## [EXERCISE AIM]
Go line by line through the records and tally those that include "below". Respond with the tally only.

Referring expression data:
# # # # #
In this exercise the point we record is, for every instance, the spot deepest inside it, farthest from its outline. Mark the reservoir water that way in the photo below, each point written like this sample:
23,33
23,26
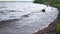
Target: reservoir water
25,17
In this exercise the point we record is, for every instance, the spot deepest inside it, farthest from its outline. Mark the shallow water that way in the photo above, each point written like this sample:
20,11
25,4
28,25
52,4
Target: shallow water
25,17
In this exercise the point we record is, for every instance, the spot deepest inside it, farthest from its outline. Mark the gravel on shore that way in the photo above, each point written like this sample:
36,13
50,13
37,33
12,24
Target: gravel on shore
51,29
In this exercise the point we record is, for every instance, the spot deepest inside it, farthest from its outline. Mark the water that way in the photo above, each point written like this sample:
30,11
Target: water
25,17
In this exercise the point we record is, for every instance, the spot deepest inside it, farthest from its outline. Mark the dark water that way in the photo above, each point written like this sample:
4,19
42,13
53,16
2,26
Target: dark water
24,17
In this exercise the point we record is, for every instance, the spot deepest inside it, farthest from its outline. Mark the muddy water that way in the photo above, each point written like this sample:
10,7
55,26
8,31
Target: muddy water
25,17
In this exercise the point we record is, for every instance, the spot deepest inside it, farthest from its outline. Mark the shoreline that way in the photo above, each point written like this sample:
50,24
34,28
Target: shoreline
51,29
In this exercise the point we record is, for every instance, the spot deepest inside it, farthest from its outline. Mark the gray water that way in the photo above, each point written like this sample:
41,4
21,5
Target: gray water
25,17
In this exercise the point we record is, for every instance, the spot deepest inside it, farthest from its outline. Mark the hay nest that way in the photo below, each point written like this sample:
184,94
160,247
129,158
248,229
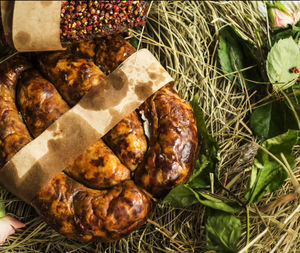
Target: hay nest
183,35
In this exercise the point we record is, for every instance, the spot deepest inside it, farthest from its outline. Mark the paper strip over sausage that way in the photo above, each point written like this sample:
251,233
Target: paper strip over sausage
119,94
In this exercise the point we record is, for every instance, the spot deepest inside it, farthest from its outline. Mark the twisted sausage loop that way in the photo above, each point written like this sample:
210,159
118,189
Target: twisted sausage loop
95,198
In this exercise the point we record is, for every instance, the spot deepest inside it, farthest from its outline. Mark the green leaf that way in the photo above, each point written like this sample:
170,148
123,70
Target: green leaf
286,32
267,174
223,231
283,56
274,118
208,157
184,196
235,53
2,210
180,196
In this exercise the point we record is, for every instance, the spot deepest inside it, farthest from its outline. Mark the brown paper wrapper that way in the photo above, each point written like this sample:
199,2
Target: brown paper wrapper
35,26
100,110
32,25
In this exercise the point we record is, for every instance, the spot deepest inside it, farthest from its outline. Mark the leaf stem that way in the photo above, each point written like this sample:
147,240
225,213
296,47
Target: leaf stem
232,194
248,227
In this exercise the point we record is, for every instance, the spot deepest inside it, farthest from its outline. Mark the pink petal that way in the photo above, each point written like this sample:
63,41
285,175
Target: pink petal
5,230
15,223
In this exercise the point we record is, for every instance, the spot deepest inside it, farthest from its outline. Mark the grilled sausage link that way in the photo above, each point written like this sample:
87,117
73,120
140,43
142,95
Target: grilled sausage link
72,76
126,139
39,101
173,142
173,139
41,105
92,215
73,209
13,132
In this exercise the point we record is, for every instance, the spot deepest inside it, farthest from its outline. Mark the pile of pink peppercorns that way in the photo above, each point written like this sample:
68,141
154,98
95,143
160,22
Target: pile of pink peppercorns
83,20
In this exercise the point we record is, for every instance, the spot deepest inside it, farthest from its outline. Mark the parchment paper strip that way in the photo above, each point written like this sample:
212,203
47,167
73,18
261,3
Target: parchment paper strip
101,109
36,26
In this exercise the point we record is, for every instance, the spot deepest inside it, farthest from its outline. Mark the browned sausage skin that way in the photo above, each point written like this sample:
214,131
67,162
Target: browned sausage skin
71,75
98,167
92,215
127,138
173,134
41,105
173,142
13,132
71,208
128,141
39,101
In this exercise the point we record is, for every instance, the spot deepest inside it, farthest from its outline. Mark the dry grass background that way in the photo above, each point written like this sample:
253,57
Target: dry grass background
183,35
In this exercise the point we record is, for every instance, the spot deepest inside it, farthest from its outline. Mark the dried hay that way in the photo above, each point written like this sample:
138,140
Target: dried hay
183,35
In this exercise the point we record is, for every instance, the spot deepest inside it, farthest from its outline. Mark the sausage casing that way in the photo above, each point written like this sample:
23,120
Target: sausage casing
72,76
39,101
13,132
92,215
98,167
172,142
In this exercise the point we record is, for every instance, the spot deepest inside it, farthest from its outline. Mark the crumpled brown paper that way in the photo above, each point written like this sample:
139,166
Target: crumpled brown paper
100,110
32,25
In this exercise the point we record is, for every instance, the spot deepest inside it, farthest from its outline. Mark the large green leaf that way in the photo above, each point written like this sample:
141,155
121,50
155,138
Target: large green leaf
180,196
235,54
208,157
223,231
283,56
184,196
286,32
267,174
274,118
# # # # #
## [EXERCISE SOLUTION]
2